+++ Input data

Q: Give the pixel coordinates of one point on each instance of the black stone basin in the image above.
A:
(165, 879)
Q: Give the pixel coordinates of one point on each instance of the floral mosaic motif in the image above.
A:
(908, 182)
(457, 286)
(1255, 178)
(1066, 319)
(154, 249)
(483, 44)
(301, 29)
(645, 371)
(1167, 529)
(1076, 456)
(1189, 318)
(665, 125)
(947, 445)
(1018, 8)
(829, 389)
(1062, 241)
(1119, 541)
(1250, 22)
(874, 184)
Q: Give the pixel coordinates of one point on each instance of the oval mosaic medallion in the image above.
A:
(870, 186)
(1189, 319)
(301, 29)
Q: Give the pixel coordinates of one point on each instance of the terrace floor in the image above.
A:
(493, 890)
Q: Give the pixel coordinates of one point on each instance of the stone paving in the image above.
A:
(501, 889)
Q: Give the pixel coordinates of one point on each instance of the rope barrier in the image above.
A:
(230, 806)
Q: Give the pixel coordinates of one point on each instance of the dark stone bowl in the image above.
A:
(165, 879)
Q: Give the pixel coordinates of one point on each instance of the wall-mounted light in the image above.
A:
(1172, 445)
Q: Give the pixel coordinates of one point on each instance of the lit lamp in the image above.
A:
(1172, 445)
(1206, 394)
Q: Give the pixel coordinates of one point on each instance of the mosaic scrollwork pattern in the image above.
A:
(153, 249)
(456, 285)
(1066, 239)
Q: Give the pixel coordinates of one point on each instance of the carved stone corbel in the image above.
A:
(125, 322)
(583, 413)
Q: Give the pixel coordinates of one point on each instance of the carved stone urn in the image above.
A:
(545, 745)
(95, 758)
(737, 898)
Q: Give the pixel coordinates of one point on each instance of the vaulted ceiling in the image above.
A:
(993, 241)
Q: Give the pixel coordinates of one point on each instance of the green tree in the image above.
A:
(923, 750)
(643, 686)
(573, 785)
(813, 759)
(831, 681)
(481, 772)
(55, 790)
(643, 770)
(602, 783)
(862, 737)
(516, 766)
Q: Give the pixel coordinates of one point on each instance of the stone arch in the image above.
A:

++++++

Output the data above without altering a line.

▶ **Task response**:
Q: Give the pixel coordinates of one point on each instance of the black stone basin in the image above.
A:
(165, 879)
Q: Give the pixel coordinates of one point on each instance of the floral mosaic motif in the image above.
A:
(908, 182)
(457, 286)
(1255, 178)
(1066, 319)
(154, 249)
(483, 44)
(301, 29)
(645, 371)
(1167, 529)
(1076, 456)
(1189, 318)
(665, 125)
(947, 445)
(1018, 8)
(829, 389)
(1062, 241)
(1119, 541)
(1250, 22)
(874, 184)
Q: Give the pixel coordinates of one point on each instance of the oval mosaic medallion in the image above.
A:
(870, 186)
(1189, 319)
(301, 29)
Q: Give the pixel coordinates of one point on each instance of the terrace floor in the image above.
A:
(493, 890)
Q: Give the pixel coordinates of one point on each instance of the stone paving in the image above.
A:
(501, 889)
Q: Give the pixel coordinates of one point on each instance of the rope barrier in the image above.
A:
(230, 806)
Q: Give the pixel coordinates of one point on each instance of the dark stone bowl in the image above.
A:
(165, 879)
Q: Give the pixel coordinates of one point on each instance of the wall-mounted light in the image above.
A:
(1172, 445)
Q: Give the pixel coordinates of one point on each instance of the lit lamp in the image above.
A:
(1172, 445)
(1206, 394)
Q: Give the pixel coordinates of one point on each instance of the mosaic scrollwork pattern in the image above.
A:
(153, 249)
(456, 285)
(1066, 239)
Q: Give the pixel coordinates of one point on each instance of the carved stone corbel in the image above.
A:
(125, 322)
(583, 413)
Q: Give the pixel coordinates of one point on each instance of the carved stone urn in the image above.
A:
(545, 745)
(95, 758)
(737, 898)
Q: Give the pixel coordinates of one point on each instance of the vaulted ceiling in the image above.
A:
(993, 241)
Q: Give the pixel coordinates of one point on each instance of the green tree in the image above.
A:
(923, 750)
(643, 686)
(573, 785)
(813, 759)
(831, 681)
(481, 772)
(55, 790)
(643, 770)
(602, 783)
(862, 737)
(516, 766)
Q: Give the pixel coordinates of one point on each instance of the stone arch in the image above.
A:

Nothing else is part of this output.